Problem description.
Say how many lines in the entries hold the string "foliage", giving the number by itself.

(Referring expression pointing data)
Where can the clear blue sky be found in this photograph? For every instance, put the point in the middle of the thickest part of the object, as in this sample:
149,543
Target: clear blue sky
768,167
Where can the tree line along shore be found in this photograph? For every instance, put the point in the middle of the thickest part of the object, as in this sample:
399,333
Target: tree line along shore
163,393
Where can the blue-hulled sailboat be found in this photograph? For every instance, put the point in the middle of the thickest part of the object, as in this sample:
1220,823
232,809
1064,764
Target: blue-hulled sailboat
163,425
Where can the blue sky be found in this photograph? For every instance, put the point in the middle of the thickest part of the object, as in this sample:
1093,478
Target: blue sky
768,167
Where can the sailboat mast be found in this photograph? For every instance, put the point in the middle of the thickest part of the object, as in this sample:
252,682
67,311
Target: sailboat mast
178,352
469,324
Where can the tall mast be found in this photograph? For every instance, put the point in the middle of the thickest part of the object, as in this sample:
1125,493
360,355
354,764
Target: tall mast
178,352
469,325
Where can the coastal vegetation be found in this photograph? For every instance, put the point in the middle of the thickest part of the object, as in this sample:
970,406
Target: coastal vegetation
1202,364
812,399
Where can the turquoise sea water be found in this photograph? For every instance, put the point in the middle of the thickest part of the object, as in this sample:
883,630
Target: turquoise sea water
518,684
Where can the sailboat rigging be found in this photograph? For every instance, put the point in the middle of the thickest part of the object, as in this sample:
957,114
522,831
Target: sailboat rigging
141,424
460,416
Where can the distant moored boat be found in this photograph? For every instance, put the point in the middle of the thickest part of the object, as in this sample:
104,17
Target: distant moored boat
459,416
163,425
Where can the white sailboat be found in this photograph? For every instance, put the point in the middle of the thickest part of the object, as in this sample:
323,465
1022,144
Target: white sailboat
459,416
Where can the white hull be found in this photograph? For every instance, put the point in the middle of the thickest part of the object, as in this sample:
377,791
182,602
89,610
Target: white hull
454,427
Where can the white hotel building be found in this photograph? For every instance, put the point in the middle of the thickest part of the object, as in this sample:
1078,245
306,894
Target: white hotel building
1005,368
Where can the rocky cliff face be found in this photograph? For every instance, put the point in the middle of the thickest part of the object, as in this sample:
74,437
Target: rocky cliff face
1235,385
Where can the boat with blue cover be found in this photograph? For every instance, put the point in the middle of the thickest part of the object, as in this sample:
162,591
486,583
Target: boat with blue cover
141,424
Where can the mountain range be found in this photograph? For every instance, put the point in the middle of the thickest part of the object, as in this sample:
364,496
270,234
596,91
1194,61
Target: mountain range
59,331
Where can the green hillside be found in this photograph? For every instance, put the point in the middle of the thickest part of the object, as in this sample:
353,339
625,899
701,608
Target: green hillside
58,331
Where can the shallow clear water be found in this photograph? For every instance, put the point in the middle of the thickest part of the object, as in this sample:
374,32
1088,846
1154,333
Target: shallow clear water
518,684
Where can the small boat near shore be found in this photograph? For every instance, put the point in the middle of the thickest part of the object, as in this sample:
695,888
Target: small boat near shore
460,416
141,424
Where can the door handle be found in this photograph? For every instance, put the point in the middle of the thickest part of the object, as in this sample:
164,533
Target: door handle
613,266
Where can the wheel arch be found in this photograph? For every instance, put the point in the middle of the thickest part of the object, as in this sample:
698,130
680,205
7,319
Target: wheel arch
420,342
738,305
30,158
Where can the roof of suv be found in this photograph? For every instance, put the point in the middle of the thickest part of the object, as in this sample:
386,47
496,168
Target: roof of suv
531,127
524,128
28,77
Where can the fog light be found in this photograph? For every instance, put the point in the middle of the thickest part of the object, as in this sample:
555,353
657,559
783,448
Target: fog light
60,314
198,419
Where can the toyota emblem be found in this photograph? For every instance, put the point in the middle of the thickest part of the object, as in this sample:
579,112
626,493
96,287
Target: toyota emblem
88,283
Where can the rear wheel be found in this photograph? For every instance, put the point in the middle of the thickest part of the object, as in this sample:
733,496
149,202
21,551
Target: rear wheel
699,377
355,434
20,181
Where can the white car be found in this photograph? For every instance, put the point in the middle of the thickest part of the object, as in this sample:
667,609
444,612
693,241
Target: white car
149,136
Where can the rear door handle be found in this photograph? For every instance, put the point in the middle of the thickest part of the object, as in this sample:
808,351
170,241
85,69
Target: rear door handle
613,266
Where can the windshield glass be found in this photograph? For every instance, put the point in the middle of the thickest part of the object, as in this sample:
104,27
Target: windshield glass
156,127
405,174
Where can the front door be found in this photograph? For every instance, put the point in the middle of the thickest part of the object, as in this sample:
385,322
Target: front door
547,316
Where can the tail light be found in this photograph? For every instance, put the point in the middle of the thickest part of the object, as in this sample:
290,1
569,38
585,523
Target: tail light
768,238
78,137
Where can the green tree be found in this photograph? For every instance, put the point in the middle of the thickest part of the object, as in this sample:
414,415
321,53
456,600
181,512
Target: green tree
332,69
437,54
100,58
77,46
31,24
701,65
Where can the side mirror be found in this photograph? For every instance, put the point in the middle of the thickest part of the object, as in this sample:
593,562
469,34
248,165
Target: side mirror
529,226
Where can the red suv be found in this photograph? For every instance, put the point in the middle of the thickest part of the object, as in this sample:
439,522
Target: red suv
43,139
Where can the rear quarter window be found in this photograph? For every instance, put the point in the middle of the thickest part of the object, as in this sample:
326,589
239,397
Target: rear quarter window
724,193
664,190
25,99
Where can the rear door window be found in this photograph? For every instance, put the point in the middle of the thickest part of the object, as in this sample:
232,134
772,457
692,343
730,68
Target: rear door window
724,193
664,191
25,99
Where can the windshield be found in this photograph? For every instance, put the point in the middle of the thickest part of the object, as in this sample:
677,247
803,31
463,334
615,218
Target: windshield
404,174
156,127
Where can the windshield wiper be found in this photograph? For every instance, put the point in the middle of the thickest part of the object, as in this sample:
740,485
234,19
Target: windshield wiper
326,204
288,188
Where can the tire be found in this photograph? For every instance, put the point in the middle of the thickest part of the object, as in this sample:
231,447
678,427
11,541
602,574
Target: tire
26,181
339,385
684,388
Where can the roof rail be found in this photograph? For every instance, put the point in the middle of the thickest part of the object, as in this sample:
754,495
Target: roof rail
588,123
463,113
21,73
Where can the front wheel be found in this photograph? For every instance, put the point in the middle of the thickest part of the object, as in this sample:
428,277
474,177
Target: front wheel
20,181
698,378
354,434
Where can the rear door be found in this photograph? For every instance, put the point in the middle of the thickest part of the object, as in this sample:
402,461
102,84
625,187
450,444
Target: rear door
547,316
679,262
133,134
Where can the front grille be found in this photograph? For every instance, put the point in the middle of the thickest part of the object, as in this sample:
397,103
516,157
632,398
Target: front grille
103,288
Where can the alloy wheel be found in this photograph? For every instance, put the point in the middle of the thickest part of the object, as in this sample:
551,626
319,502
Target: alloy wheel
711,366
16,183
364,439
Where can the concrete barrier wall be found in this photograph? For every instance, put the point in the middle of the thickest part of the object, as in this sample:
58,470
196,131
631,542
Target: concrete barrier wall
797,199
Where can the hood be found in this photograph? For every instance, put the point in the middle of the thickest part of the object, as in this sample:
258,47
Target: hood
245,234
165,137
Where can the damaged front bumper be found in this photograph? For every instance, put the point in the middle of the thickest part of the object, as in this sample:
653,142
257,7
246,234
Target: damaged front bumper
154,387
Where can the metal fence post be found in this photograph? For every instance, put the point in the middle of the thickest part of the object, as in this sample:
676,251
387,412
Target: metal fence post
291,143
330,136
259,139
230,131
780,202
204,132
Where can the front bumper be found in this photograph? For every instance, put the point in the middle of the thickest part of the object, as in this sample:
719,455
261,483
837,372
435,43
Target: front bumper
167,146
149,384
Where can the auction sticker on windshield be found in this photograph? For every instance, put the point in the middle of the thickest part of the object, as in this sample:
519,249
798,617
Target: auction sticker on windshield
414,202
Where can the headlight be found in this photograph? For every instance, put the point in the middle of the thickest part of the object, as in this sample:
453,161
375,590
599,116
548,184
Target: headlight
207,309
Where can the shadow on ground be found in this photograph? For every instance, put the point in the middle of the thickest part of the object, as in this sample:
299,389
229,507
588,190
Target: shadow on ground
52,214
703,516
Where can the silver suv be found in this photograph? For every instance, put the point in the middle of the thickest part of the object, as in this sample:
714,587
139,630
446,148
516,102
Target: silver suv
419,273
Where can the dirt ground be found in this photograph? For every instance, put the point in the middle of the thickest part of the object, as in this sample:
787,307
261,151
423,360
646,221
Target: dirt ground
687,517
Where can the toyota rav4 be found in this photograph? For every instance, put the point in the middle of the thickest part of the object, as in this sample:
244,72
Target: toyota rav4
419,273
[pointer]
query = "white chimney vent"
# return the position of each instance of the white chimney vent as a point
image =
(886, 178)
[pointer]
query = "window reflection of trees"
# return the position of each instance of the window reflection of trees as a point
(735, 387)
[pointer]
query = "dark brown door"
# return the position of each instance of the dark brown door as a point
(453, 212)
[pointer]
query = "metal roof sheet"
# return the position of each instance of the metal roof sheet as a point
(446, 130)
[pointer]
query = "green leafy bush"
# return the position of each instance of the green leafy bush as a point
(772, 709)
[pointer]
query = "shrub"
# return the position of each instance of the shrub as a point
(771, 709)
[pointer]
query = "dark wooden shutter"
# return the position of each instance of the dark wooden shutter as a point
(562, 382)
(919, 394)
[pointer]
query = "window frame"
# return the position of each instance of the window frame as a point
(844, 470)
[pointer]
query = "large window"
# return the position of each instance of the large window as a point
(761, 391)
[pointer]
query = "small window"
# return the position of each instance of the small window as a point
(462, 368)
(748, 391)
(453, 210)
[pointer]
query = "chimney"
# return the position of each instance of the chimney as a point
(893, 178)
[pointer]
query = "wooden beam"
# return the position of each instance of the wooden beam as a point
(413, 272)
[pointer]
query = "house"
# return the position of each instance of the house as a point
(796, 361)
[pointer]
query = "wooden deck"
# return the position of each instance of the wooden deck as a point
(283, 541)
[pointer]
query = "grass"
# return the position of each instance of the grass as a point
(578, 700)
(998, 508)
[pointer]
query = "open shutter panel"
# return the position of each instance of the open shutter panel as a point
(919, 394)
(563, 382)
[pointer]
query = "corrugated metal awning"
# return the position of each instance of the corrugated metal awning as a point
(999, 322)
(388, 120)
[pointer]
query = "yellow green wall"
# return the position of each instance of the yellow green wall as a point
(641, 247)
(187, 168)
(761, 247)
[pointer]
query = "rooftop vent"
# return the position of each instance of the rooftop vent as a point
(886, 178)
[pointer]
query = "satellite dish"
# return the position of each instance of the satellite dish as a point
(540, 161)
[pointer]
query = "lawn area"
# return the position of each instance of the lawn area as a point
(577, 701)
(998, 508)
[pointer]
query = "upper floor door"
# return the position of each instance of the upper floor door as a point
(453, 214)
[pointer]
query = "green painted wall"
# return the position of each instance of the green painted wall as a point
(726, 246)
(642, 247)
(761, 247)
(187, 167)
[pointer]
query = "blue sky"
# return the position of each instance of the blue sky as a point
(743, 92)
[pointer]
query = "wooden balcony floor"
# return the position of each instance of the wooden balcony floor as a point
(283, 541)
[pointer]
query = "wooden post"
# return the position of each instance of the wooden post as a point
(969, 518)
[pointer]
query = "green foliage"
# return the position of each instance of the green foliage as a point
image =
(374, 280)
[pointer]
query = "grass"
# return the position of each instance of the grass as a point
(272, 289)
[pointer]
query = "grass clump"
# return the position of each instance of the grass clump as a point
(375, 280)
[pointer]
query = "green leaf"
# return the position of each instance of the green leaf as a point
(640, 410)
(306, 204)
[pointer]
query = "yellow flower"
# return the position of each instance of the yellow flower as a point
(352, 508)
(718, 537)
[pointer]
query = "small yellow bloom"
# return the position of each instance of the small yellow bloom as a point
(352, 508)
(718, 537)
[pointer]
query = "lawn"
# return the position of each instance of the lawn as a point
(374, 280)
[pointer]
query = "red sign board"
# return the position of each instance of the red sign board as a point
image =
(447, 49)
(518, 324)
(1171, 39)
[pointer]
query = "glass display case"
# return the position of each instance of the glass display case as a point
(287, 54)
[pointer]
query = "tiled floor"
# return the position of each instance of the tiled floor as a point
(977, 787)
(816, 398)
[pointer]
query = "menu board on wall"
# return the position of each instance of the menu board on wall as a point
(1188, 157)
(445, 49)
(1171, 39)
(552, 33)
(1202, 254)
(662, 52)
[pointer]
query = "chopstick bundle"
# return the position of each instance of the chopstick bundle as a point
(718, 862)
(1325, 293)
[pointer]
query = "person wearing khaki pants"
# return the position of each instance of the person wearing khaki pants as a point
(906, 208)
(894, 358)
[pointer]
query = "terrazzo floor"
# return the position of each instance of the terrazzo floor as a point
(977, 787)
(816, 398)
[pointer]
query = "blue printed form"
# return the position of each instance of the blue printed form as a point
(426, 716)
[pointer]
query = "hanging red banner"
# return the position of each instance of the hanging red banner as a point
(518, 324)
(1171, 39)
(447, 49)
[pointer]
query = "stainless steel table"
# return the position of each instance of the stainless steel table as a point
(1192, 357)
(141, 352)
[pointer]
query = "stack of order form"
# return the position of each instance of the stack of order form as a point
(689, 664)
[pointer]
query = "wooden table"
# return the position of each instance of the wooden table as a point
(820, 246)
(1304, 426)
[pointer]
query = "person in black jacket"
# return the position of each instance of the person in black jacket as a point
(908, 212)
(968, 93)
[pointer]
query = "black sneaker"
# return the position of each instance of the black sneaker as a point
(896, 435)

Exercise output.
2